╭──
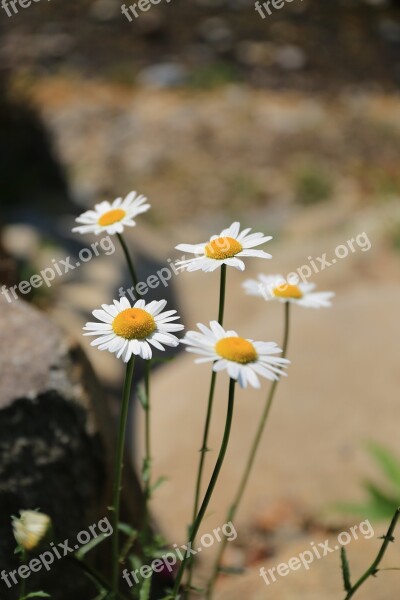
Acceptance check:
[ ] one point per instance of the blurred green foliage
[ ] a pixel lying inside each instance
(381, 500)
(312, 184)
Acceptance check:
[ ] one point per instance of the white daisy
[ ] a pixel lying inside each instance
(243, 359)
(224, 249)
(126, 330)
(112, 217)
(276, 287)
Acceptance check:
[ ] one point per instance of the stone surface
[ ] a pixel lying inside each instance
(56, 442)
╰──
Whenever "point" shows up in a line of the listing, copy that whole line.

Output -
[ ] one point per instance of the blurred green foliage
[ ] one point per instance of the white daisy
[ ] one point per instance of the stone surface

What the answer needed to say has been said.